**SUPPLIED INFORMATION:**
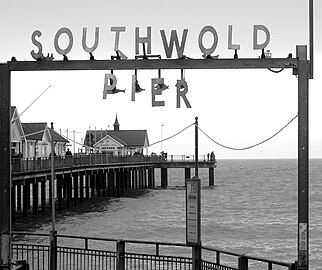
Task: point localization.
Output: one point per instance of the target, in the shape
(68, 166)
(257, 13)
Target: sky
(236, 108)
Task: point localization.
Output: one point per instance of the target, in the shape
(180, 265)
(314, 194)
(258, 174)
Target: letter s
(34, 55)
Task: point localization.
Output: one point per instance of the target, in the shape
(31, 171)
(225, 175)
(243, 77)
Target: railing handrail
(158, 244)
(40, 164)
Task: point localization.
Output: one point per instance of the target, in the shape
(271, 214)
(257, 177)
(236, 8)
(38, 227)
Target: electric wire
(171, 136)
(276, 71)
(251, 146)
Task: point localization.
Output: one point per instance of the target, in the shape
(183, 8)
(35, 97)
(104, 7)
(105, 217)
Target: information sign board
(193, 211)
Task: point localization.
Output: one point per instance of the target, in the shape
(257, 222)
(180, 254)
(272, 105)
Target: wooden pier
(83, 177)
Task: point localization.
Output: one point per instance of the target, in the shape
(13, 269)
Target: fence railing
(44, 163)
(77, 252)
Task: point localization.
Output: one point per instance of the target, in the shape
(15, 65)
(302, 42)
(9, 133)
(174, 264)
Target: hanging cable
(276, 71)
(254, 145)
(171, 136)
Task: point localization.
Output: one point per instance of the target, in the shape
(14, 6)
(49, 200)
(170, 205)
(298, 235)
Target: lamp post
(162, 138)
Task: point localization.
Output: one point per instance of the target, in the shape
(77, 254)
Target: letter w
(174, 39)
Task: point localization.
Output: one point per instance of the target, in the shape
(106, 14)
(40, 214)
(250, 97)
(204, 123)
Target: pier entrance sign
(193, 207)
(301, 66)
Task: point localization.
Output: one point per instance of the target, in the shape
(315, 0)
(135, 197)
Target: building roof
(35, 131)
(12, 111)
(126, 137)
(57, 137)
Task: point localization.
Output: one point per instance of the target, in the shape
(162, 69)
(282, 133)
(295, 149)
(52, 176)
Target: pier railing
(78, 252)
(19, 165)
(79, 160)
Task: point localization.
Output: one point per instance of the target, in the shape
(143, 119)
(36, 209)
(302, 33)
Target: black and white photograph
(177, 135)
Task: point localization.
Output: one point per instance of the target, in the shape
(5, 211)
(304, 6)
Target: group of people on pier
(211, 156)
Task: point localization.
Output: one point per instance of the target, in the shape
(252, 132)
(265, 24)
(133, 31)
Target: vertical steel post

...

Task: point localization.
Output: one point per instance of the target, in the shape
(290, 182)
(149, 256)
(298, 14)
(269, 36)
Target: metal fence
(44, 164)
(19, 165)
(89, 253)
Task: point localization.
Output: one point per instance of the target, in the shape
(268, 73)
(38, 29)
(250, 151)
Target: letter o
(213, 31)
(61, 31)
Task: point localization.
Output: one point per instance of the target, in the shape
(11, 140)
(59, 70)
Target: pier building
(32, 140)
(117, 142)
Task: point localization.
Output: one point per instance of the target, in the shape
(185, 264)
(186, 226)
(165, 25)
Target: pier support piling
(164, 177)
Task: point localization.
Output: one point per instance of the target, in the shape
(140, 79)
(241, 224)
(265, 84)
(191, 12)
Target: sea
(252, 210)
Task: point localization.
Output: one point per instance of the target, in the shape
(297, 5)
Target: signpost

* * *

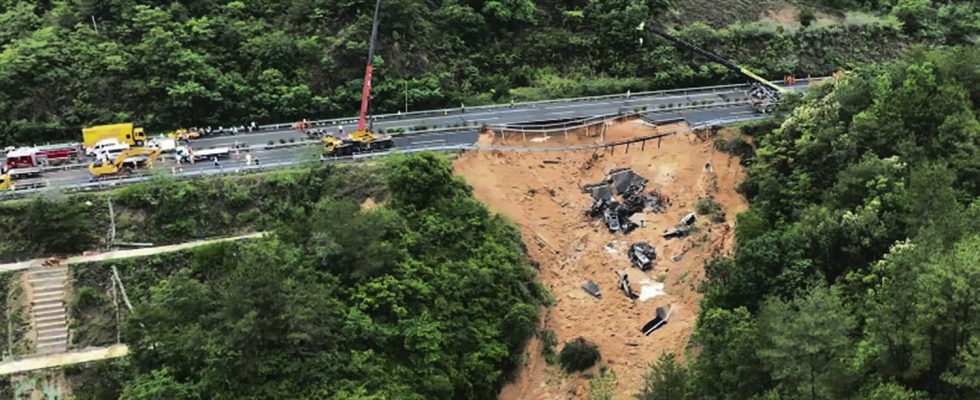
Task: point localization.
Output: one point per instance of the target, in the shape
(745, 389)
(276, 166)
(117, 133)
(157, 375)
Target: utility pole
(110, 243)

**BRIEF:** Taking the line with "Target: building roof" as the first and the line with "Target: vertical steel post" as the last, retype that stretch of the data above exactly, with no other lines.

**EXERCISE RESPONSE:**
Target: building roof
(35, 131)
(12, 111)
(126, 137)
(57, 137)
Task: point localization.
Output: one point per instance of the target, in the shape
(162, 69)
(282, 133)
(295, 149)
(52, 176)
Target: pier railing
(78, 252)
(19, 165)
(79, 160)
Task: point localization.
Output: one point per instance of the target, in the shape
(143, 119)
(36, 209)
(302, 33)
Target: black and white photograph
(177, 135)
Task: point localization.
Output: one point per instance of the target, in the shape
(5, 211)
(304, 6)
Target: group of people on pier
(211, 156)
Task: point localization.
Output: one point per instance of the target, in the shape
(252, 132)
(265, 24)
(133, 31)
Target: vertical steel post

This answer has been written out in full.